= Extracted text =
────────────────────────────────────────

First of all, what is the Russian intelligentsia? The idea of an ‘intelligentsia’ is closely tied to the idea of the ‘intellectual’. The intellectual can be (and has been) roughly defined as a a certain social type: a scholar who participates in a public sphere independent from the political regime. The European intellectual (while having important forebears in the philosophes of the French Enlightenment), is usually seen as developing in the mid-to-late 19th c., and tied to the rise of mass society, the professionalization of scholarship the birth of a wide literary audience, and the growing commodification of culture.
Of course, when we transfer this standard definition to the Russian context, we immediately see some problems: the Russian intelligentsia is usually seen as coming into being in the late 18th and early 19th c., well before the development of a wide literary audience and any sort of mass society. Furthermore, it has been argued that there was no ‘true’, Habermas-ian Russian ‘public sphere’ until the February Revolution of 1917! So what, then, was this intelligentsia?
The term is incredibly slippery, and has been understood as everything from a “class”, to “an attitude” to “a body of declassé truth-seekers”. In fact, how one defines the Russian intelligentsia and where one locates its ‘birth’ is quite a political question, as it in many ways prefigures a certain reading of the Russian 19th century and the revolutions of 1917 (for example, Soviet historiography usually framed the question in terms of class and sought to legitimize their own thought through a teleological, hagiographical narrative connecting the USSR to the earliest days of the Russian intelligentsia, while Cold War western historians [and, to a certain extent, post-Soviet Russian historiography] usually told either a story of naive intellectuals unwittingly stumbling down the path to totalitarianism, or a tale of fledgling democratic thought that had been cruelly snuffed out by the October Revolution).
For a working definition, let’s call the Russian intelligentsia a varied group of educated individuals who were concerned with social justice, critical of the state, and sensitive to the contours and questions of Westernization and western European thought. However, this intelligentsia’s intellectual values, social makeup, burning questions, forms of organization, views on action, and ultimate goals varied widely overtime and even between ‘members’.

────────────────────────────────────────

= Information provided =

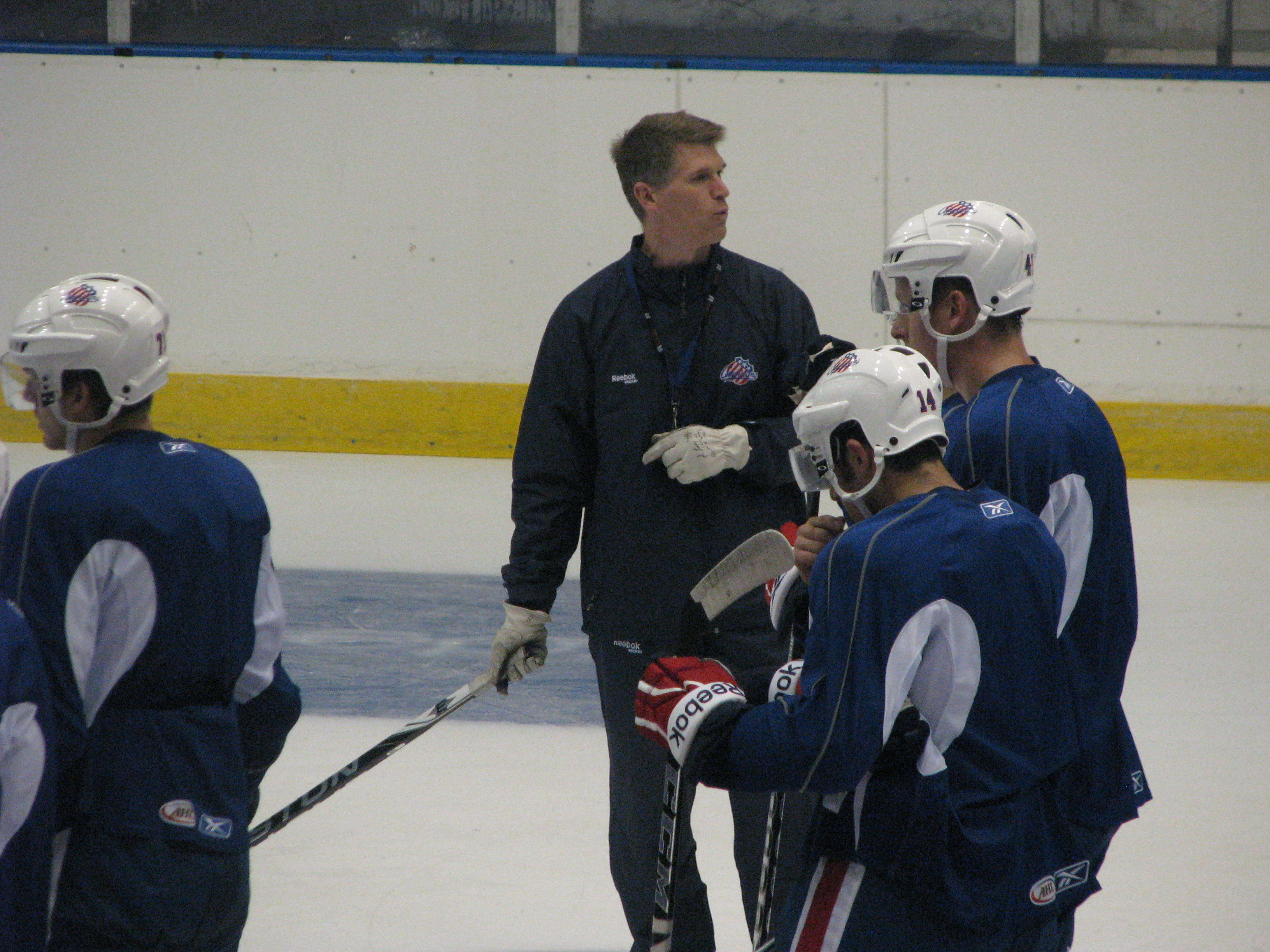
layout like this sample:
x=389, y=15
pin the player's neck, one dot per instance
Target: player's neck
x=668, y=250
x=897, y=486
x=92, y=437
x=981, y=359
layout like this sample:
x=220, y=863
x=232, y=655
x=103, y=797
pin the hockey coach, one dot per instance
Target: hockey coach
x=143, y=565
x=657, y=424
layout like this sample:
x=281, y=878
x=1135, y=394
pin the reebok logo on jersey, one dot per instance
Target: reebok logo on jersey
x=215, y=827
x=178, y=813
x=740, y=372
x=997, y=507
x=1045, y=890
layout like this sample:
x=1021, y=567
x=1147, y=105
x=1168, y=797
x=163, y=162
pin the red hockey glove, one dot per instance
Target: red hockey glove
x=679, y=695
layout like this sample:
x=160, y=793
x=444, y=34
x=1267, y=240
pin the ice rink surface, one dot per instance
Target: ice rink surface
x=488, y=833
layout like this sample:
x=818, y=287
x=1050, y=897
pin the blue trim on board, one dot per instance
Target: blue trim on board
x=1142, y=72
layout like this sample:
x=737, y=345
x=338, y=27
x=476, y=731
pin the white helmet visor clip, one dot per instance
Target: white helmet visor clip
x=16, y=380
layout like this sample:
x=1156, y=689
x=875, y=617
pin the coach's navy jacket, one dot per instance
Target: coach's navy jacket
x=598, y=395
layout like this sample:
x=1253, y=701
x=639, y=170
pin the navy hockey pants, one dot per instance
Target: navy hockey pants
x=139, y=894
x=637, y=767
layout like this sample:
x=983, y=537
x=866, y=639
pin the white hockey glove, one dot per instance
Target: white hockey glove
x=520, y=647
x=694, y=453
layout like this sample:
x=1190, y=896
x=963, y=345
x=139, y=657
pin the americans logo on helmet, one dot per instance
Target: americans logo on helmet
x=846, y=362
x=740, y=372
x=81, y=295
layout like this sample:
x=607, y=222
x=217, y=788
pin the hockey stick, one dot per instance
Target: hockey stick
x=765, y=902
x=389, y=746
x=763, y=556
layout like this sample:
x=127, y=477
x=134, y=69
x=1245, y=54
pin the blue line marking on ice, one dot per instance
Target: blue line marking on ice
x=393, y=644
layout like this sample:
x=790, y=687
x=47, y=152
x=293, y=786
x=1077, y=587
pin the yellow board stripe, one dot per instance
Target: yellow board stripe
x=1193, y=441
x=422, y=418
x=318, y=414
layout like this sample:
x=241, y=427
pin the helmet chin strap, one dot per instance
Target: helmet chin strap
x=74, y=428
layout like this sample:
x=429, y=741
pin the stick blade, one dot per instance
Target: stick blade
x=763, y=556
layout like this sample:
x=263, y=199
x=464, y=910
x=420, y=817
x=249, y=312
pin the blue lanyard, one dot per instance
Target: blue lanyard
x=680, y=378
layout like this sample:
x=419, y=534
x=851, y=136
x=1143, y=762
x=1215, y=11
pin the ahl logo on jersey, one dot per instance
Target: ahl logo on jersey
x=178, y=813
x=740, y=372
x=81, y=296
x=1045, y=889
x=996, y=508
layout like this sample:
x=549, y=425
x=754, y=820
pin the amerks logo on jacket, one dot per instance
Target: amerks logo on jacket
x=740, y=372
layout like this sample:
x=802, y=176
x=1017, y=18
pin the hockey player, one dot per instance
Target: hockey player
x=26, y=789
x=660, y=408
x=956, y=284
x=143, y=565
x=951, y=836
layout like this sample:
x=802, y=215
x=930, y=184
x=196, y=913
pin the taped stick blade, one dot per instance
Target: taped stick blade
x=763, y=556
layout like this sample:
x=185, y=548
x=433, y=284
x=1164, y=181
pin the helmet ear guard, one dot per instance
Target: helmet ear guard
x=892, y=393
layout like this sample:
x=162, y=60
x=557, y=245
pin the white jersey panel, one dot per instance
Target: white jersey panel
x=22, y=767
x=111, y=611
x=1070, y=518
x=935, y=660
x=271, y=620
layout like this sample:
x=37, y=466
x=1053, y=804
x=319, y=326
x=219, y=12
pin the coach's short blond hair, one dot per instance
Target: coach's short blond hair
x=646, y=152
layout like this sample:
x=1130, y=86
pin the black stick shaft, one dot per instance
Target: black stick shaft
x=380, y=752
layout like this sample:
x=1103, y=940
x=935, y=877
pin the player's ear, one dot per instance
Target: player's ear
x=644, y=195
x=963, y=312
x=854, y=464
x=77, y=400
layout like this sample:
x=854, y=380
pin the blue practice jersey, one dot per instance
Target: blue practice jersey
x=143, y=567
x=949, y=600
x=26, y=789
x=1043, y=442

────────────────────────────────────────

= What this exercise asks =
1 - Write out everything in the passage on the Russian intelligentsia from "First of all, what" down to "commodification of culture.".
2 - According to the passage on the Russian intelligentsia, what event has it been argued Russia lacked a true public sphere until?
3 - Carry on the passage on the Russian intelligentsia from the point where it stops.
The records have no connection to the passage on the Russian intelligentsia.

= Expected results =
1 -
First of all, what is the Russian intelligentsia? The idea of an ‘intelligentsia’ is closely tied to the idea of the ‘intellectual’. The intellectual can be (and has been) roughly defined as a a certain social type: a scholar who participates in a public sphere independent from the political regime. The European intellectual (while having important forebears in the philosophes of the French Enlightenment), is usually seen as developing in the mid-to-late 19th c., and tied to the rise of mass society, the professionalization of scholarship the birth of a wide literary audience, and the growing commodification of culture.

2 - The February Revolution of 1917.

3 -
So, with all of these caveats in mind, here are some moments traditionally viewed as key stages of the Russian intelligentsia:
The conception of the intelligentsia is usually located in the late 18th century, during the reign of Catherine the Great. The spread of Enlightenment thought amongst the aristocracy led to a few isolated individuals attempting to interrogate Russian reality through the lens of rationalism, universal brotherhood, and humanism. The most famous of these was A.N. Radishchev, whose “Journey from St. Petersburg to Moscow” (1790) was a sort of critical social travelogue, narrating the poverty and misery he witnessed on a trip between the two capitals. He thoroughly criticized Russia’s autocratic government and called for reform – Catherine the Great sentenced him to death (although the punishment was commuted to Siberian exile).
2) The Decembrists
Flash forward twenty five years or so. The invasion of Napoleon in 1812 and the pursuit of his Grand Armée back to Paris turned the earlier trickle of Western ideas in Russia into, if not a flood, then at least a steady stream. The mid-1810’s to mid-1820’s witnessed a rise in critical sentiment amongst the aristocracy, especially former officers of the Napoleonic Wars. This discontent with the autocracy reached a head on December 1st, 1825, when Emperor Alexander I died rather suddenly. A group of around 3,000 soldiers gathered at St. Petersburg’s senate square and refused to swear allegiance to the new emperor, Nicholas I. The demands of these soldiers, later dubbed ‘the Decembrists’, were not all that radical – they merely sought general reform and a constitutional monarchy helmed by Alexander’s uncle, the more progressive Grand Duke Constantine. However, the revolt was swiftly put down, with five of the leaders executed and the rest exiled to Siberia.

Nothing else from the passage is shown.